* PROMPT: Please arrange all of the material below as a two-column CSV with the header text,answer, one row for each text paired with the answer that follows it. Put each value in a single quoted field, replacing line breaks with spaces.

* RECORDS FOR THE EXERCISE:
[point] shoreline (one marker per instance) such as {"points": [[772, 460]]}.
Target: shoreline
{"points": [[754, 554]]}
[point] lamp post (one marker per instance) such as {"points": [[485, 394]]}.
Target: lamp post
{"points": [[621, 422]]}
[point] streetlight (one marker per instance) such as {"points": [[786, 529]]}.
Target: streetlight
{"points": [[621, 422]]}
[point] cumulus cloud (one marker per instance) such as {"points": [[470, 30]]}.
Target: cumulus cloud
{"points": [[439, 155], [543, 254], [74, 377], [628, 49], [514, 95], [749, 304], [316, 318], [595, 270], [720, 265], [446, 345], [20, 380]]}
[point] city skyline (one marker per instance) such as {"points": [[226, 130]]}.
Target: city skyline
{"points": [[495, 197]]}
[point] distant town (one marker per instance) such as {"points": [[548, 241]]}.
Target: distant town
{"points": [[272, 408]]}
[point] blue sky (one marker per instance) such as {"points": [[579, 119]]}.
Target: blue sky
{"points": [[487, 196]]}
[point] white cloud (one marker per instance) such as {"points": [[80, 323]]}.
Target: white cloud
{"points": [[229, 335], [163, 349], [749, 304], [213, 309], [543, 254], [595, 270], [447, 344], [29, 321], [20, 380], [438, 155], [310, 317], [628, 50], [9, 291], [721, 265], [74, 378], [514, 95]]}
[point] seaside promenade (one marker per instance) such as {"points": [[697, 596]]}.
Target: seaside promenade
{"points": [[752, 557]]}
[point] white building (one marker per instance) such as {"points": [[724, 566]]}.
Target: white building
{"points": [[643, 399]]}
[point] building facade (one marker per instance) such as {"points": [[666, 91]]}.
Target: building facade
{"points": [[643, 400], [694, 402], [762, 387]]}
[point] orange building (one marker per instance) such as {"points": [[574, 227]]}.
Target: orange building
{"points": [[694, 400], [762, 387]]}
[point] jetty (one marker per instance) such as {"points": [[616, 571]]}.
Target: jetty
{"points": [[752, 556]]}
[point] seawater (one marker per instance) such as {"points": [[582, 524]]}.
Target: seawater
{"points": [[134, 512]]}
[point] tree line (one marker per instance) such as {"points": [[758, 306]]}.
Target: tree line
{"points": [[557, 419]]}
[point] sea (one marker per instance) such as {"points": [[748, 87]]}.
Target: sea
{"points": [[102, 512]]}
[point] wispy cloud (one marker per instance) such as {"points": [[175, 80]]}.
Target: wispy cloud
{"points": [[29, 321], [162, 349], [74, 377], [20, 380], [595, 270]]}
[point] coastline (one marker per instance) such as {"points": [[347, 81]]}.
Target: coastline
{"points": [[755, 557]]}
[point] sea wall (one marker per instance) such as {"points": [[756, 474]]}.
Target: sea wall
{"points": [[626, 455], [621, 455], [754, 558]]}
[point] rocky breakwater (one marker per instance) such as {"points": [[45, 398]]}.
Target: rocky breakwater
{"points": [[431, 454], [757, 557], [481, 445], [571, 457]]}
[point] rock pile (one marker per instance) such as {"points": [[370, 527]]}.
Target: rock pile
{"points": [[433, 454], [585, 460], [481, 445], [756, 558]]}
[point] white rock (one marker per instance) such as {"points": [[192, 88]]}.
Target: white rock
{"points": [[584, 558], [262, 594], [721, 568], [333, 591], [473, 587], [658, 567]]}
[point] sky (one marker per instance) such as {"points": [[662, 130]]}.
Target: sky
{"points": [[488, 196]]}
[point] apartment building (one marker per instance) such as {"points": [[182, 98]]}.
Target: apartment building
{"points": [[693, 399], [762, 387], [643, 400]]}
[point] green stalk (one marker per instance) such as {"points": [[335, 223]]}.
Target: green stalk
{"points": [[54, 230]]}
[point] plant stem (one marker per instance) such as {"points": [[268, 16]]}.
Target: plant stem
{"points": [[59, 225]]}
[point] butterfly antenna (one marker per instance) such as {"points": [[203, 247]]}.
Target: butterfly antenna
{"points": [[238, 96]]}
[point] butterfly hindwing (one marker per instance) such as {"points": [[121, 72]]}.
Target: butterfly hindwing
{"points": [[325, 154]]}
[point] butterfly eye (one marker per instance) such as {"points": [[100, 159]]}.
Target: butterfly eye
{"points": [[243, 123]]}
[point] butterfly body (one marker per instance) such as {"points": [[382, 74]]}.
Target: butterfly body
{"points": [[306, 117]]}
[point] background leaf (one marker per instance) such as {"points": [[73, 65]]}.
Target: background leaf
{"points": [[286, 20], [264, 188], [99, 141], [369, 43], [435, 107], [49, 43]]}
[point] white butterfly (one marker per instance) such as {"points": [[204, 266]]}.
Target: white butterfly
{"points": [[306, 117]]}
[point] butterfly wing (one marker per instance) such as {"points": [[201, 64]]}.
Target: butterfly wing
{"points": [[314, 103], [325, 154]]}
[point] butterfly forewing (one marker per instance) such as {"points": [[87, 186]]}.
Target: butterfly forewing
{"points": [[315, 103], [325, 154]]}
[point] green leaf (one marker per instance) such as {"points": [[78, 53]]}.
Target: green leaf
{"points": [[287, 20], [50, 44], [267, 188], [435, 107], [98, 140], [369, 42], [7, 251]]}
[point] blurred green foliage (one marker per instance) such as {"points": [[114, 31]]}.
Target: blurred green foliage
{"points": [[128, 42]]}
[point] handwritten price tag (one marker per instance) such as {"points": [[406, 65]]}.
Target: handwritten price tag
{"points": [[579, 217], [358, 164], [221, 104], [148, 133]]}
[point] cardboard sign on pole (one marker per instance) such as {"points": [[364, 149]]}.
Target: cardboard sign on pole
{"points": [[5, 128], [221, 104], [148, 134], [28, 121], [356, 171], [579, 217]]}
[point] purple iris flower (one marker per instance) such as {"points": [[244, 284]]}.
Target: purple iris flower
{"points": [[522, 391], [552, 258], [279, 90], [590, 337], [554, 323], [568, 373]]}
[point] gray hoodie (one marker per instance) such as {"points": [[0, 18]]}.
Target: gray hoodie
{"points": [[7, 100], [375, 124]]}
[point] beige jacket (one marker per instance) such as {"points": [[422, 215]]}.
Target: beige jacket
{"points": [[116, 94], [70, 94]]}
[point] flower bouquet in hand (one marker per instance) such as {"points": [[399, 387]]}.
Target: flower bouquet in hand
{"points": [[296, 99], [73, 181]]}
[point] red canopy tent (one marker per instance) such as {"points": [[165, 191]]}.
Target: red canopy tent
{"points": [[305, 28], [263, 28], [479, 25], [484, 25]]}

* CORRECT RESULT:
text,answer
"[point] shoreline (one marker per instance) such as {""points"": [[772, 460]]}. Target: shoreline","{""points"": [[754, 554]]}"
"[point] lamp post (one marker per instance) such as {""points"": [[485, 394]]}. Target: lamp post","{""points"": [[621, 422]]}"
"[point] streetlight (one marker per instance) such as {""points"": [[786, 529]]}. Target: streetlight","{""points"": [[621, 422]]}"
"[point] cumulus cloud (one marker per instance) such as {""points"": [[470, 30]]}. Target: cumulus cloud","{""points"": [[439, 155], [543, 254], [74, 377], [628, 49], [514, 95], [749, 304], [316, 318], [595, 270], [720, 265], [446, 345], [20, 380]]}"
"[point] city skyline (one marker per instance) such as {""points"": [[226, 130]]}. Target: city skyline","{""points"": [[495, 197]]}"
"[point] distant town (one marker per instance) such as {""points"": [[548, 241]]}. Target: distant town","{""points"": [[272, 408]]}"
"[point] blue sky (one marker per instance) such as {""points"": [[579, 119]]}. Target: blue sky","{""points"": [[487, 196]]}"
"[point] white cloud (one marker per instance) such as {""points"": [[80, 323]]}. Target: white cloud","{""points"": [[229, 335], [163, 349], [749, 304], [213, 309], [543, 254], [595, 270], [447, 344], [29, 321], [20, 380], [438, 155], [310, 317], [628, 50], [9, 291], [721, 265], [74, 378], [514, 95]]}"
"[point] seaside promenade (one marker per instance) such as {""points"": [[697, 596]]}. Target: seaside promenade","{""points"": [[752, 557]]}"
"[point] white building (one marker per instance) such as {""points"": [[724, 566]]}. Target: white building","{""points"": [[643, 399]]}"
"[point] building facade (one marker per instance) such as {""points"": [[666, 91]]}. Target: building facade","{""points"": [[643, 400], [694, 402], [762, 387]]}"
"[point] orange building (one marker per instance) such as {""points"": [[574, 227]]}. Target: orange building","{""points"": [[694, 400], [762, 387]]}"
"[point] jetty (one marker per instance) such as {""points"": [[616, 571]]}. Target: jetty","{""points"": [[752, 556]]}"
"[point] seawater (one marker per instance) such as {""points"": [[582, 524]]}. Target: seawater","{""points"": [[134, 512]]}"
"[point] tree line (one marker per instance) such as {""points"": [[758, 306]]}. Target: tree line","{""points"": [[557, 419]]}"
"[point] sea (one marker per instance) such as {""points"": [[748, 87]]}. Target: sea","{""points"": [[102, 512]]}"
"[point] wispy cloud (one marker per instance) such as {""points"": [[175, 80]]}. Target: wispy cloud","{""points"": [[29, 321], [162, 349], [74, 377], [20, 380], [595, 270]]}"
"[point] coastline (one marker per instance) such as {""points"": [[347, 81]]}. Target: coastline","{""points"": [[755, 557]]}"
"[point] sea wall (one marker per instance) such as {""points"": [[756, 474]]}. Target: sea wall","{""points"": [[626, 455], [621, 455], [754, 558]]}"
"[point] rocky breakwater (one marker per instance) such as {""points"": [[45, 398]]}. Target: rocky breakwater","{""points"": [[431, 454], [757, 557], [481, 445], [571, 457]]}"
"[point] rock pile (one marker per instance) such as {""points"": [[370, 527]]}. Target: rock pile","{""points"": [[433, 454], [585, 460], [481, 445], [756, 558]]}"
"[point] white rock (one marker per instance) such as {""points"": [[192, 88]]}. Target: white rock","{""points"": [[584, 558], [262, 594], [721, 568], [333, 591], [473, 587], [658, 567]]}"
"[point] sky (one marker per instance) such as {""points"": [[662, 130]]}. Target: sky","{""points"": [[488, 196]]}"
"[point] apartment building (one marker per instance) such as {""points"": [[182, 98]]}. Target: apartment building","{""points"": [[693, 399], [762, 387], [643, 400]]}"
"[point] green stalk (one marker per instance) such as {""points"": [[335, 223]]}. Target: green stalk","{""points"": [[54, 230]]}"
"[point] plant stem (one marker per instance) such as {""points"": [[268, 16]]}. Target: plant stem","{""points"": [[59, 225]]}"
"[point] butterfly antenna (one marker per instance) such as {""points"": [[203, 247]]}. Target: butterfly antenna","{""points"": [[238, 96]]}"
"[point] butterfly hindwing (one marker per instance) such as {""points"": [[121, 72]]}. Target: butterfly hindwing","{""points"": [[325, 154]]}"
"[point] butterfly eye (one marker per instance) such as {""points"": [[100, 159]]}. Target: butterfly eye","{""points"": [[243, 123]]}"
"[point] butterfly body (one marker per instance) such as {""points"": [[382, 74]]}. Target: butterfly body","{""points"": [[306, 117]]}"
"[point] background leaf (one marker per instance) such as {""points"": [[73, 65]]}. Target: background leaf","{""points"": [[286, 20], [264, 188], [99, 141], [369, 43], [435, 107], [49, 43]]}"
"[point] white butterfly (one marker per instance) such as {""points"": [[204, 266]]}. Target: white butterfly","{""points"": [[306, 117]]}"
"[point] butterfly wing (one marker per instance) such as {""points"": [[201, 64]]}. Target: butterfly wing","{""points"": [[314, 103], [325, 154]]}"
"[point] butterfly forewing (one marker per instance) such as {""points"": [[87, 186]]}. Target: butterfly forewing","{""points"": [[315, 103], [325, 154]]}"
"[point] green leaf (one marker per instance) such as {""points"": [[78, 53]]}. Target: green leaf","{""points"": [[287, 20], [50, 44], [267, 188], [435, 107], [98, 140], [369, 42], [7, 251]]}"
"[point] blurred green foliage (one marker per instance) such as {""points"": [[114, 31]]}. Target: blurred green foliage","{""points"": [[128, 42]]}"
"[point] handwritten price tag (one marker per instance) such as {""points"": [[406, 65]]}. Target: handwritten price tag","{""points"": [[579, 217], [358, 164], [221, 104], [148, 133]]}"
"[point] cardboard sign on pole (one marker per instance) such as {""points"": [[364, 149]]}. Target: cardboard sign on pole","{""points"": [[5, 128], [221, 104], [148, 134], [28, 121], [356, 171], [579, 217]]}"
"[point] purple iris flower (one marker per instance) such as {""points"": [[244, 284]]}. Target: purple iris flower","{""points"": [[522, 391], [552, 258], [279, 90], [590, 337], [554, 323], [568, 373]]}"
"[point] gray hoodie (one marker per instance) such as {""points"": [[0, 18]]}. Target: gray hoodie","{""points"": [[7, 100], [375, 124]]}"
"[point] beige jacket (one marker per instance) such as {""points"": [[422, 215]]}. Target: beige jacket","{""points"": [[116, 94], [70, 94]]}"
"[point] flower bouquet in hand (one marker per instance) such as {""points"": [[399, 387]]}. Target: flower bouquet in hand","{""points"": [[296, 99], [73, 181]]}"
"[point] red canopy tent (one marker per instance) such as {""points"": [[165, 191]]}. Target: red canopy tent","{""points"": [[305, 28], [263, 28], [479, 25], [484, 25]]}"